Brief:
Present the entries below as a numbered list, omitting any blank lines.

Point placement records:
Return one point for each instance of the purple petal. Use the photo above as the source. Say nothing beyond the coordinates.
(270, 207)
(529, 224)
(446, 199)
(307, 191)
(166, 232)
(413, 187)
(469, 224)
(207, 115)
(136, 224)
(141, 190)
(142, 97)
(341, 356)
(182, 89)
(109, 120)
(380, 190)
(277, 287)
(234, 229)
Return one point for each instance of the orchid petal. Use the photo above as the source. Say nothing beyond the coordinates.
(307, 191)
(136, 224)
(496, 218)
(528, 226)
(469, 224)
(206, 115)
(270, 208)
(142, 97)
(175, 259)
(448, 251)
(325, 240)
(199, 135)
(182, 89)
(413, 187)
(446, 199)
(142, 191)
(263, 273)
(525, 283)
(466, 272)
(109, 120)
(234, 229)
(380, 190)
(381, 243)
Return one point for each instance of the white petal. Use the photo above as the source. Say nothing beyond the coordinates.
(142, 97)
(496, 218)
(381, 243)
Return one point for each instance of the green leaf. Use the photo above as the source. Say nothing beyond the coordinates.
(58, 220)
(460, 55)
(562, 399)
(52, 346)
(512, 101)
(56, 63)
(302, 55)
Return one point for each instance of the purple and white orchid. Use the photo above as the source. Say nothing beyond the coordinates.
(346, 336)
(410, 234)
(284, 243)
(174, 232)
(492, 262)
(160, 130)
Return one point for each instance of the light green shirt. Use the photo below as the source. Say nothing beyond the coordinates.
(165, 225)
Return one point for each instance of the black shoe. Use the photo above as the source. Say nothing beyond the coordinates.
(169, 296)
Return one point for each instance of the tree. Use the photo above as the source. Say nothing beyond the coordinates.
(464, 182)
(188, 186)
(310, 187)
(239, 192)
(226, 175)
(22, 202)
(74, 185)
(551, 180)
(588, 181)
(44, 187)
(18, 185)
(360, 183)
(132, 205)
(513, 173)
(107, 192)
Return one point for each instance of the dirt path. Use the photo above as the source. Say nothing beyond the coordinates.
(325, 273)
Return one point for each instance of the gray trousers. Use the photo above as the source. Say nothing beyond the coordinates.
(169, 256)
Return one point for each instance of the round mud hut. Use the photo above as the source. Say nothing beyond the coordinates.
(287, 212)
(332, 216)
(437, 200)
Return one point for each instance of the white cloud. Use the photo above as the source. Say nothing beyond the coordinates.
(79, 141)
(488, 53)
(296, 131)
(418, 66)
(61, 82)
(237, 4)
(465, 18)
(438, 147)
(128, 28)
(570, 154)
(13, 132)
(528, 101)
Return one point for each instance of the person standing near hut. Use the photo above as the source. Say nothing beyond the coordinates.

Task result:
1. Return one point for each instance of the purple petal. Use the photo above as the source. Say nothing beyond the coordinates.
2. (270, 207)
3. (529, 224)
4. (446, 199)
5. (307, 191)
6. (166, 232)
7. (413, 187)
8. (469, 224)
9. (207, 115)
10. (136, 224)
11. (141, 190)
12. (142, 97)
13. (341, 356)
14. (182, 89)
15. (109, 120)
16. (380, 190)
17. (277, 287)
18. (234, 229)
19. Return one point for each instance of the orchid petal. Use the photo above as the source. Say nothing beyond the coordinates.
20. (307, 191)
21. (136, 224)
22. (496, 218)
23. (528, 226)
24. (469, 224)
25. (206, 115)
26. (270, 208)
27. (142, 97)
28. (175, 259)
29. (448, 251)
30. (325, 240)
31. (199, 135)
32. (182, 89)
33. (413, 187)
34. (446, 199)
35. (142, 191)
36. (263, 273)
37. (525, 283)
38. (466, 272)
39. (109, 120)
40. (234, 229)
41. (380, 190)
42. (381, 243)
43. Return one point for each instance of the white petal. Use the photo above as the source. Say nothing beyond the coordinates.
44. (142, 97)
45. (496, 218)
46. (381, 243)
47. Return one point for each instance of the green leaf. Use the photo above as the source. Say nothing beyond the coordinates.
48. (58, 220)
49. (460, 55)
50. (562, 399)
51. (52, 346)
52. (512, 101)
53. (56, 63)
54. (302, 55)
55. Return one point for each instance of the purple and white orchid. Use the photo above as the source. Say nothing beyond the coordinates.
56. (346, 336)
57. (410, 234)
58. (284, 243)
59. (174, 232)
60. (492, 262)
61. (160, 130)
62. Return one point for each instance of the light green shirt. Use the photo below as the source. Say nothing beyond the coordinates.
63. (165, 225)
64. Return one point for each instance of the black shoe. Use the photo above as the source. Say nothing beyond the coordinates.
65. (169, 296)
66. Return one point for each instance of the tree. Use the photo above as the source. Say nothing beyond the coordinates.
67. (464, 182)
68. (188, 186)
69. (310, 187)
70. (239, 192)
71. (226, 175)
72. (22, 202)
73. (74, 185)
74. (551, 180)
75. (588, 181)
76. (44, 187)
77. (18, 185)
78. (360, 183)
79. (132, 205)
80. (513, 173)
81. (107, 192)
82. Return one point for each instance of the dirt path. Use the photo above as the source. Say nothing beyond the coordinates.
83. (325, 273)
84. Return one point for each instance of the gray trousers. Use the photo above as the source. Say nothing beyond the coordinates.
85. (169, 256)
86. Return one point for each instance of the round mud hut. Use the photo above as the source. Say nothing beyond the coordinates.
87. (287, 212)
88. (332, 216)
89. (437, 200)
90. Return one point for each instance of the white cloud. Use the photo above as the source. Say nothing beyond the coordinates.
91. (79, 141)
92. (488, 53)
93. (296, 131)
94. (418, 66)
95. (61, 82)
96. (237, 4)
97. (465, 18)
98. (438, 147)
99. (128, 28)
100. (570, 154)
101. (13, 132)
102. (528, 101)
103. Return one point for each instance of the person standing near hut. Use the photo above as the source. Say nothing beyond the coordinates.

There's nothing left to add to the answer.